++++ Text under study

Florida courts have not directly addressed whether responding to a 911 call to conduct a well-being check constitutes "an express promise or assurance of assistance." However, we glean from the authorities that, as a general proposition, no tort liability exists for discretionary law enforcement duties unless the government actor places the injured party in a "zone of risk," assumes control over a situation to the exclusion of others, or makes representations to the injured party (or their agent) that specific law enforcement action will be taken, thereby creating the special relationship described in Everton and Graham. In this case, the essence of Ms. Wallace's argument is that if law enforcement officers undertake a well-being check, and, during the course of that check, they discover a person wholly dependent upon them for emergency aid, they are then under an affirmative duty to render that aid. We disagree.

++++++++
++++ Record extracts

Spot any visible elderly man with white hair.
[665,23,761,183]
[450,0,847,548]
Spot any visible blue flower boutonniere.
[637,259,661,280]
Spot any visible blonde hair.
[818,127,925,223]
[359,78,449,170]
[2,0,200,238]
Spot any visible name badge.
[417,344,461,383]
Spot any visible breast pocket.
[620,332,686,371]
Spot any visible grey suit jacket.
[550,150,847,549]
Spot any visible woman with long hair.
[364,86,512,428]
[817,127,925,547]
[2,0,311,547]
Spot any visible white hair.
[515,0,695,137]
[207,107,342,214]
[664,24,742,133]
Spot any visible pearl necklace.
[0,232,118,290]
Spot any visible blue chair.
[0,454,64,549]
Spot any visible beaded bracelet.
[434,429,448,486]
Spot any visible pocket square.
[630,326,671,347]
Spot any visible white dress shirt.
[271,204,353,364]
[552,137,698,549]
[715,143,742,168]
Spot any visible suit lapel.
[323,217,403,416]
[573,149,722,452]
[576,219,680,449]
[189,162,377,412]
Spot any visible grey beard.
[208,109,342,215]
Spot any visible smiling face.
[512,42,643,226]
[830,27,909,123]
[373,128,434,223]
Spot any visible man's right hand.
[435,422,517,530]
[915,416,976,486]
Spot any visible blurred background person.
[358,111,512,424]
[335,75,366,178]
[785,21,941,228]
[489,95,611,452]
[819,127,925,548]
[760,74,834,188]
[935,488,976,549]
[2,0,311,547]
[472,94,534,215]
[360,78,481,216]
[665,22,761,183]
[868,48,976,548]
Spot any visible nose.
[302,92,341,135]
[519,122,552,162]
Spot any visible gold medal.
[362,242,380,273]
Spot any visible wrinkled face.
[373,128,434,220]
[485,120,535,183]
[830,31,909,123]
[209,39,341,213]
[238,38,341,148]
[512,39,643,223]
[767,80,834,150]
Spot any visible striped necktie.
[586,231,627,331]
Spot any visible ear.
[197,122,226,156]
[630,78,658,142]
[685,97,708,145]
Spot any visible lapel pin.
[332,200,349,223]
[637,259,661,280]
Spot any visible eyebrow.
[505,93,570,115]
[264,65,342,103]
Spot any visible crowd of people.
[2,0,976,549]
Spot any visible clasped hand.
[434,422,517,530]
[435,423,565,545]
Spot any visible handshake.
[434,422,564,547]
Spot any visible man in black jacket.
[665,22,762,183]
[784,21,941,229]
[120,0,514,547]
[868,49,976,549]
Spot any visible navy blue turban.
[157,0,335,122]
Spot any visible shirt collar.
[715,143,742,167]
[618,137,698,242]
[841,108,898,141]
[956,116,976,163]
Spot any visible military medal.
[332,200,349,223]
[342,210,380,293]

++++++++

Answer these questions from the court passage on law enforcement tort liability:
(a) What have Florida courts not directly addressed?
(b) Under what three circumstances does the passage say a government actor can incur tort liability for discretionary law enforcement duties?
(c) In the passage, what duty does Ms. Wallace argue officers have if they find a person wholly dependent on them for emergency aid during a well-being check?

(a) Whether responding to a 911 call to conduct a well-being check constitutes "an express promise or assurance of assistance."
(b) When the government actor places the injured party in a "zone of risk," assumes control over a situation to the exclusion of others, or makes representations to the injured party (or their agent) that specific law enforcement action will be taken.
(c) An affirmative duty to render that aid.